DIRECTIONS.
**a)** Print the passage of the salt purchase background from "10. This agreement" up to and including "from paragraph 10.".
**b)** According to the salt purchase background, why did Buyer seek out alternative sources of salt in 2014? Answer in one to three sentences.

I. FACTUAL BACKGROUND

Buyer is a landscaping company located in Wisconsin. A significant part of Buyer's business is snow removal, both providing snow removal services on its own and selling bulk rock salt to other snow removal companies. Generally, Buyer had been able to meet its salt demand through domestic suppliers such as Morton and Cargill. However, in the summer of 2014, it became clear that domestic suppliers would not be able to meet the demand for rock salt in the Great Lakes area. Accordingly, Buyer sought out alternative sources of salt.

Buyer ultimately turned to Seller. Seller had access to salt from Morocco through its Spanish supplier, Pardira Premium S.L. ("Pardira"). This was the first time that Buyer had done business with Seller. Buyer's order was in excess of 24,000 tons, which was Buyer's largest salt order in the history of the business.

The parties agree that the contract for the salt purchase was the subject of extensive negotiation. Relevant to the current dispute are the negotiations regarding paragraph 10. Seller's initial draft contained the following provision:

10. This agreement will be effective upon [Buyer] and [Seller's] signing of this Agreement document and monies being transferred in accordance with this Agreement. Delivery timing will be provided upon confirmation of this agreement.

Buyer had its attorney review and propose significant changes to Seller's draft. One of those changes was to strike the language "and monies being transferred in accordance with this Agreement" from paragraph 10.

By August 2014 market conditions were such that any further delay in consummating the agreement would cost both sides additional money. On August 7, 2014, Seller sent another draft agreement to Buyer, emphasizing that a "fast decision" was needed. Buyer orally confirmed its agreement to Seller's most recent draft the same day, and Seller confirmed that the transaction would proceed via email. Seller then took the necessary steps to mobilize the shipment of the sale, which included wiring approximately $700,000.00 to Pardira. Seller forwarded an "updated" agreement to Buyer the next day, although it appears that the August 7 and August 8 documents are substantively the same.

Several days passed without Buyer returning a signed copy of the agreement. On August 11, 2014, Seller reached out to Buyer to inquire as to the status of the contract. A text message exchange occurred between representatives of the parties in which Buyer stated, "we have a commitment so don't worry." (ECF No. 49-1 at 113-16). Buyer further promised to provide a signed copy of the agreement the next day. True to its promise, Buyer did provide a signed copy of the agreement (Id. at 19) (the "Agreement") and requested Seller's wiring instructions so that the required down payment could be made. Notably, the only substantive change to the Agreement from the initial draft proposed by Seller was a handwritten provision regarding title to the salt. The rest of the provisions, including paragraph 10, remained the same.

(Object point labels)

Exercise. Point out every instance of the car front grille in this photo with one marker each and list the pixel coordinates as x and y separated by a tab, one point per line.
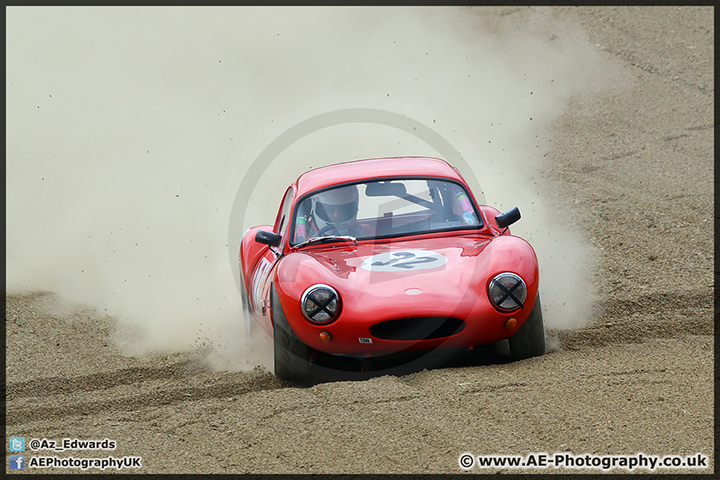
417	328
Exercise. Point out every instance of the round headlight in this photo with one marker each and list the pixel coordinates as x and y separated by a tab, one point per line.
507	292
320	304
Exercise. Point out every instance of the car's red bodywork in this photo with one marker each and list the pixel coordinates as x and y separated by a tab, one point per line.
456	289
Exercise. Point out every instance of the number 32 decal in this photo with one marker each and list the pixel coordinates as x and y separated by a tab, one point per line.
404	261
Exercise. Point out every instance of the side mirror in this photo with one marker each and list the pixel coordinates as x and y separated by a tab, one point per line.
268	238
506	219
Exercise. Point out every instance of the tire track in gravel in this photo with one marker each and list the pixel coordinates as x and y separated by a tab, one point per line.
26	408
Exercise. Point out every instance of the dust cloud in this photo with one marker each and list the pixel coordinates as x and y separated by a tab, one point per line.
130	129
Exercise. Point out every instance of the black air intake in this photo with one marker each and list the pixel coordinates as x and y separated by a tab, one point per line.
417	328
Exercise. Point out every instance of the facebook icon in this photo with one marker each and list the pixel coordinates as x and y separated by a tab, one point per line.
17	462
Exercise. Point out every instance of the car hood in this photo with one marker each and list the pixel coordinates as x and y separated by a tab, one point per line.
429	276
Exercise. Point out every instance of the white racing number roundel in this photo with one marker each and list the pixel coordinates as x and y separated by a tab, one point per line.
404	261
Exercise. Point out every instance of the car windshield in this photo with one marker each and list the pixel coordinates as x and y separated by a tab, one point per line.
383	209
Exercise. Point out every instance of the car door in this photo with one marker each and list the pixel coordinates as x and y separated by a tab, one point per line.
268	262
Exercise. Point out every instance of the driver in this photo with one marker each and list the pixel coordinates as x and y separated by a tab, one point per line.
333	212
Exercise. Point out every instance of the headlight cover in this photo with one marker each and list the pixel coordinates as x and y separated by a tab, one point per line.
507	292
320	304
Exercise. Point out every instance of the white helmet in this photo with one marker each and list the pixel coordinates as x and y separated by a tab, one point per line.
338	206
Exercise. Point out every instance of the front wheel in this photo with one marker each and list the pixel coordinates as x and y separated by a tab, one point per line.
529	341
292	357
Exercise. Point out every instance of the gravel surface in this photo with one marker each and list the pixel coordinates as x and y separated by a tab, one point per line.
633	171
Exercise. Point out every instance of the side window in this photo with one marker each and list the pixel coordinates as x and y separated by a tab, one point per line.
283	219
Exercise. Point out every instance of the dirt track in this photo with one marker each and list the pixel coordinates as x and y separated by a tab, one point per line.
634	172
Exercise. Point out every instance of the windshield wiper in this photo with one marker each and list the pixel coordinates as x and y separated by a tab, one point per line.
327	238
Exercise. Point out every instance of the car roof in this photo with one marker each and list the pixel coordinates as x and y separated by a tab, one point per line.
358	170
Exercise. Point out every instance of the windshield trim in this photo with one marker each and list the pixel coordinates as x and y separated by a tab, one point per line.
481	225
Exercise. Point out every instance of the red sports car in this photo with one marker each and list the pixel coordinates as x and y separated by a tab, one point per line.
373	259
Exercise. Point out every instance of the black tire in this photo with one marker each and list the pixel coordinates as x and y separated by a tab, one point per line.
292	357
529	341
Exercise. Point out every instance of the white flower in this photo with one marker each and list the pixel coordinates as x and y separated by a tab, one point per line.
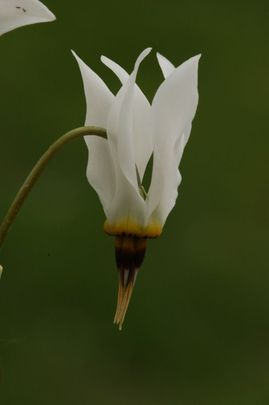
116	166
16	13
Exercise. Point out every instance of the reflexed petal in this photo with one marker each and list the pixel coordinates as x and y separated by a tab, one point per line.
142	129
98	97
174	107
166	66
16	13
121	125
117	69
100	170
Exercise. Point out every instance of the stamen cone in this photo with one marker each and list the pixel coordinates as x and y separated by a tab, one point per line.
130	252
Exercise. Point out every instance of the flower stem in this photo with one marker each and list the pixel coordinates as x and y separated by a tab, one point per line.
37	170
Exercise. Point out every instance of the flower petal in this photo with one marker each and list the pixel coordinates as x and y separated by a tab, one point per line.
141	126
100	169
173	108
166	66
121	125
16	13
98	97
117	69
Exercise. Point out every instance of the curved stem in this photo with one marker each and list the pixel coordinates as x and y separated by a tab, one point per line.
37	170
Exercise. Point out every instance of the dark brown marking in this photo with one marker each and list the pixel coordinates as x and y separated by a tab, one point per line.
130	252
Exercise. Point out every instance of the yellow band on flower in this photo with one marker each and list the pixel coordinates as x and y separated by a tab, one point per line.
127	226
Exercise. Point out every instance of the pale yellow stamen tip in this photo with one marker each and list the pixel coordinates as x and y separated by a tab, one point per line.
124	296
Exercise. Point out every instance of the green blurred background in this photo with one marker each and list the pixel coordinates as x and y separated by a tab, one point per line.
197	330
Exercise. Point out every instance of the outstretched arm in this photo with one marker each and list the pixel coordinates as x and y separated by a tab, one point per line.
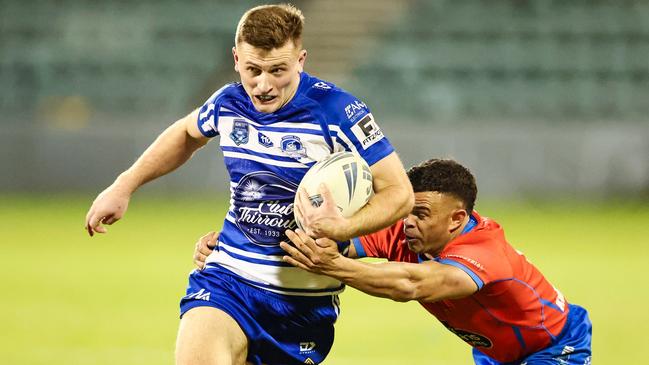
170	150
399	281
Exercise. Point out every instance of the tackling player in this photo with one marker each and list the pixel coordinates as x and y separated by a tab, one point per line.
461	269
249	305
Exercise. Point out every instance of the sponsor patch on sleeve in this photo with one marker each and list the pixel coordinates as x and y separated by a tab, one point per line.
367	131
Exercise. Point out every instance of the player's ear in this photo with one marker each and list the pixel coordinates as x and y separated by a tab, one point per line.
301	59
236	59
457	218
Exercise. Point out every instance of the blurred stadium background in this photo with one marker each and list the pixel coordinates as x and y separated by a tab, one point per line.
545	100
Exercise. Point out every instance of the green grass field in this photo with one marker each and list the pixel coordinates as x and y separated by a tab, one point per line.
113	299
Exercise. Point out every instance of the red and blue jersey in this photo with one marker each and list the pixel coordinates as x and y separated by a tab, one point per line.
515	311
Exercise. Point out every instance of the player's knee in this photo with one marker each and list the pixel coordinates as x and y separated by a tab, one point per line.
209	336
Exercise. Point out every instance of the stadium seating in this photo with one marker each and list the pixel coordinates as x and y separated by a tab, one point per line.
520	60
121	57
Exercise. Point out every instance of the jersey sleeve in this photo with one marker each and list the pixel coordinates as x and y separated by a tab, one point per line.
359	132
208	114
482	261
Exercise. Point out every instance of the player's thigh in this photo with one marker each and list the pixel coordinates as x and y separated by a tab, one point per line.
210	336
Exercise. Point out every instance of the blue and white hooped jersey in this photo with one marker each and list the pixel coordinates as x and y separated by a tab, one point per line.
266	155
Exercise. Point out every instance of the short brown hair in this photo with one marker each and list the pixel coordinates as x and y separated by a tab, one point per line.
271	26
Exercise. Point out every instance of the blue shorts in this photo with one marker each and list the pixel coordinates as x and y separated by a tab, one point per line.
281	329
571	347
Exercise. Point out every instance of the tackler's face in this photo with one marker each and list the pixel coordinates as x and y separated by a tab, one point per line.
433	222
270	78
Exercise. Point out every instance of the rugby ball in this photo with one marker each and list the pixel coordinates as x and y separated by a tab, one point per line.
348	178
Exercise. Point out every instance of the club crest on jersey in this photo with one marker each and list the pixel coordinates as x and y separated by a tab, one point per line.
322	85
239	134
473	339
264	140
367	131
292	146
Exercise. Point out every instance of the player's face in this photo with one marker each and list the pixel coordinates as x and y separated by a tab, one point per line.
433	222
270	78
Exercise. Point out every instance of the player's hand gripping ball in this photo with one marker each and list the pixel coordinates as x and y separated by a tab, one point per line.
348	178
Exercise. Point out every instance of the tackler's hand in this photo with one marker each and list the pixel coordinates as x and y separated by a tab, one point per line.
316	256
204	247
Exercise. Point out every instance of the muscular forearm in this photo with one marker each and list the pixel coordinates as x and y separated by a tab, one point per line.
397	281
169	151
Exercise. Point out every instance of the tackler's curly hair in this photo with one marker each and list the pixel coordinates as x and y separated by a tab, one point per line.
445	176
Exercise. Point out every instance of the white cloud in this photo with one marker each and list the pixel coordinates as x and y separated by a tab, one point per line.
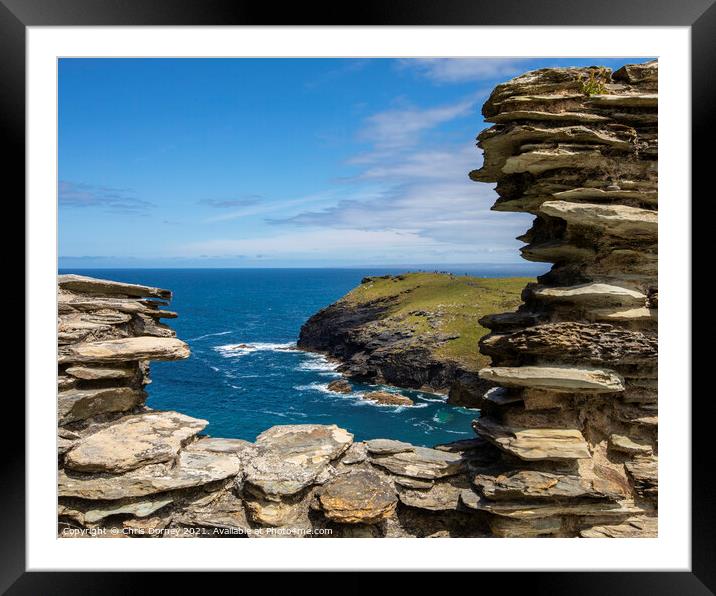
461	70
400	128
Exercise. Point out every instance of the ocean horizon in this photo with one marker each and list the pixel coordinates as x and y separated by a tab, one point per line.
244	374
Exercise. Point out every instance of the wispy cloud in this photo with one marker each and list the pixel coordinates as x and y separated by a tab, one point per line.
412	182
116	200
244	201
402	127
461	70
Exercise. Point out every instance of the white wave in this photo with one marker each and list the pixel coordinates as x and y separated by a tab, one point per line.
208	335
428	399
317	363
280	414
316	386
238	350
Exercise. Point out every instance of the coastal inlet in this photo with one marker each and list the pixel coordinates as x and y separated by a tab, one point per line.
245	375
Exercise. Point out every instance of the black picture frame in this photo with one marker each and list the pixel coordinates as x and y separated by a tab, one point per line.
699	15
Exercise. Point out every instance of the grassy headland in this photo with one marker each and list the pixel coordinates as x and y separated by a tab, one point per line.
429	303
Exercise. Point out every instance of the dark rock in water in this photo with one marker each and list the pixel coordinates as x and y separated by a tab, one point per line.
383	397
340	386
359	497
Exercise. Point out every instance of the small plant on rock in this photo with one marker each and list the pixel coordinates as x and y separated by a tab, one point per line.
593	85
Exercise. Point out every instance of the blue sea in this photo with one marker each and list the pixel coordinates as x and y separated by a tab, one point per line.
242	391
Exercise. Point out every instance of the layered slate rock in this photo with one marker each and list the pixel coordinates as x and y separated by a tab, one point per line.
360	497
134	441
420	462
192	469
575	415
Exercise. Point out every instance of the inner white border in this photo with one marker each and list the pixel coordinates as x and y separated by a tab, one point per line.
671	550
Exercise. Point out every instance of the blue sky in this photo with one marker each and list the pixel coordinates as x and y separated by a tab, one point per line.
280	162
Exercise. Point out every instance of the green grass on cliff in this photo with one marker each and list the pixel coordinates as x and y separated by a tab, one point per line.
444	303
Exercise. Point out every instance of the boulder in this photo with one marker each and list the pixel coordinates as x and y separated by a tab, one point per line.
421	462
384	397
556	378
192	468
125	350
532	484
340	386
90	373
355	454
441	496
271	476
134	441
628	445
359	497
534	443
80	404
309	444
387	446
613	220
91	285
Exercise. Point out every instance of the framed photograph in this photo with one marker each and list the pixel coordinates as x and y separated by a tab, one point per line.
389	278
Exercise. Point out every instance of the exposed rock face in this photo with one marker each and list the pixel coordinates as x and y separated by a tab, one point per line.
407	331
385	397
577	362
340	386
566	441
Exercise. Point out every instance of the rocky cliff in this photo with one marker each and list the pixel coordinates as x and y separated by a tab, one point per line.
128	470
565	446
416	330
577	362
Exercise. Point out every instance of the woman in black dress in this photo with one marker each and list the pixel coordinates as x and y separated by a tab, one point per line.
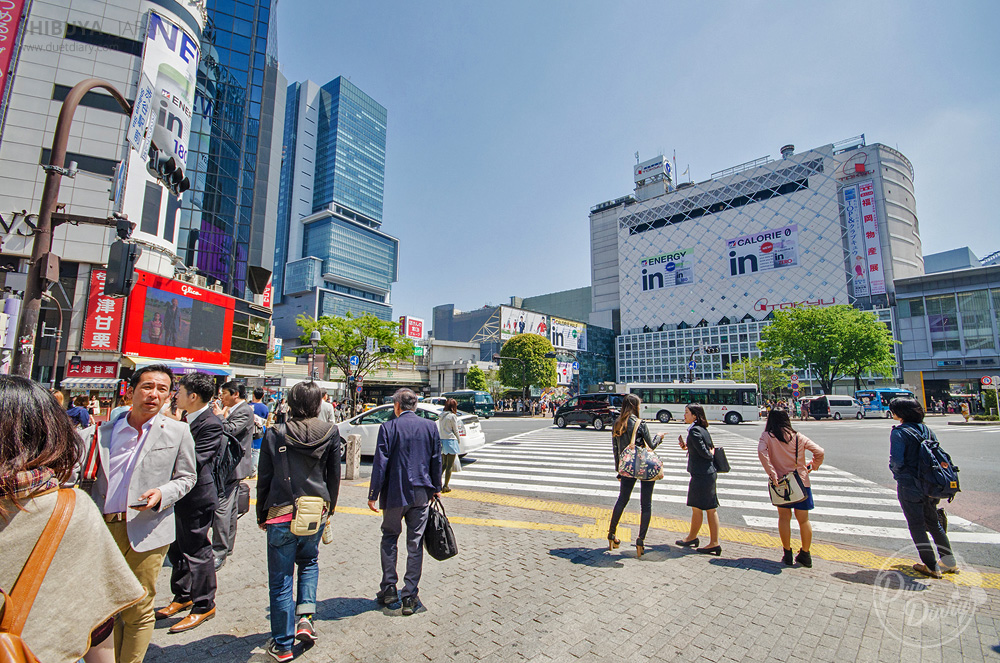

EXERCISE SOLUTIONS.
**a)**
10. This agreement will be effective upon [Buyer] and [Seller's] signing of this Agreement document and monies being transferred in accordance with this Agreement. Delivery timing will be provided upon confirmation of this agreement.

Buyer had its attorney review and propose significant changes to Seller's draft. One of those changes was to strike the language "and monies being transferred in accordance with this Agreement" from paragraph 10.

**b)** Buyer usually met its salt demand through domestic suppliers such as Morton and Cargill. In the summer of 2014 it became clear that those suppliers would not be able to meet the demand for rock salt in the Great Lakes area, so Buyer looked elsewhere.